Reproduce the record lines starting with the line containing "Objective — for every instance of the olive" and continuing through the line containing "[[810, 471], [738, 331]]", substituting "dark green" for "olive green" and leaving everything else unchanged.

--- begin Supplied material ---

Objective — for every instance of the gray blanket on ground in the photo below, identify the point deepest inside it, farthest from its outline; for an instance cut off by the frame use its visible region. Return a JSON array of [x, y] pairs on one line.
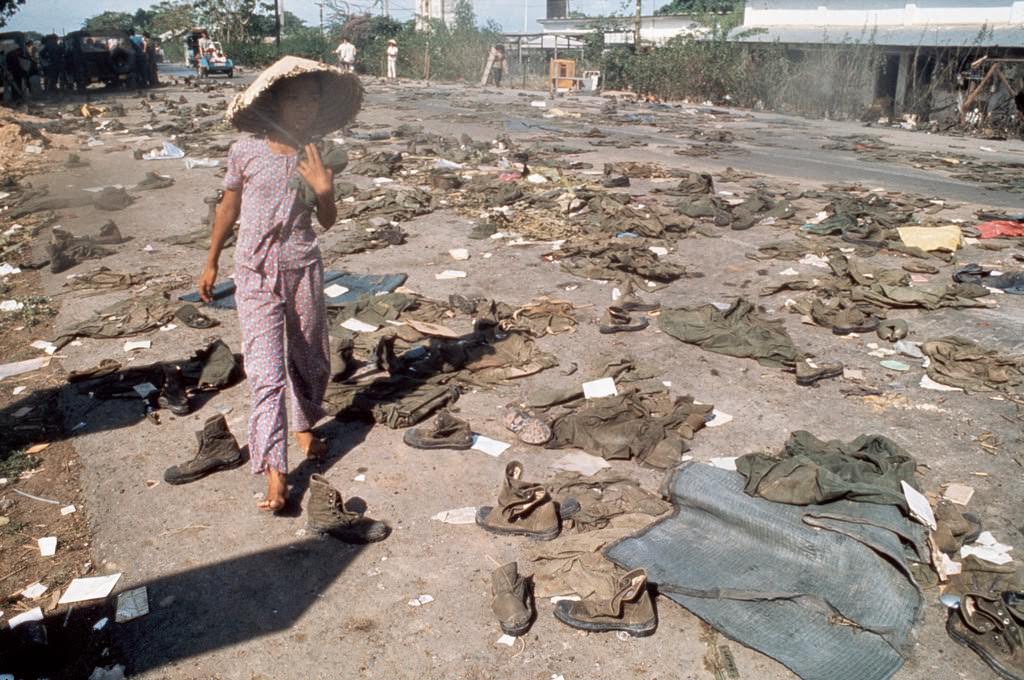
[[834, 604]]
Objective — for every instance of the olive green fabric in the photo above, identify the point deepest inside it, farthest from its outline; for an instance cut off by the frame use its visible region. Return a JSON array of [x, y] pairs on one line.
[[810, 471], [738, 331]]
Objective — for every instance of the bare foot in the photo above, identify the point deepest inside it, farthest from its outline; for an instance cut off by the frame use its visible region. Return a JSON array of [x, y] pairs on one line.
[[276, 491], [313, 448]]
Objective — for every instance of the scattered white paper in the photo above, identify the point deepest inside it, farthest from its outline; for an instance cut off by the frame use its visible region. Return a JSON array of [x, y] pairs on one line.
[[489, 447], [958, 494], [132, 604], [47, 546], [949, 567], [814, 261], [335, 290], [358, 327], [988, 549], [144, 389], [928, 383], [921, 509], [17, 368], [92, 588], [457, 516], [581, 462], [726, 463], [601, 387], [718, 419], [201, 163], [167, 153], [31, 614], [421, 600], [34, 591]]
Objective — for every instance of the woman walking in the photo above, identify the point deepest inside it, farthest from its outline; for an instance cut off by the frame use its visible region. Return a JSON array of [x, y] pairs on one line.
[[279, 273], [392, 59]]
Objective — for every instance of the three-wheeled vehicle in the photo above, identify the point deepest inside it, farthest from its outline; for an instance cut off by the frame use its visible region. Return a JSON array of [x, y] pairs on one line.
[[213, 60], [206, 55]]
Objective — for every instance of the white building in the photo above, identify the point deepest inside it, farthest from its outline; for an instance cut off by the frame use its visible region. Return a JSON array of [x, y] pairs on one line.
[[620, 30], [434, 9]]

--- end Supplied material ---

Result of this exercise —
Objective — for every instance of the dark green fabric in the photo above, identify the point deepest inside it, farthest from its outline; for an instance cut off by the frame use its visible region. Return a JSON array of [x, y] pairs on one line.
[[810, 471], [738, 331]]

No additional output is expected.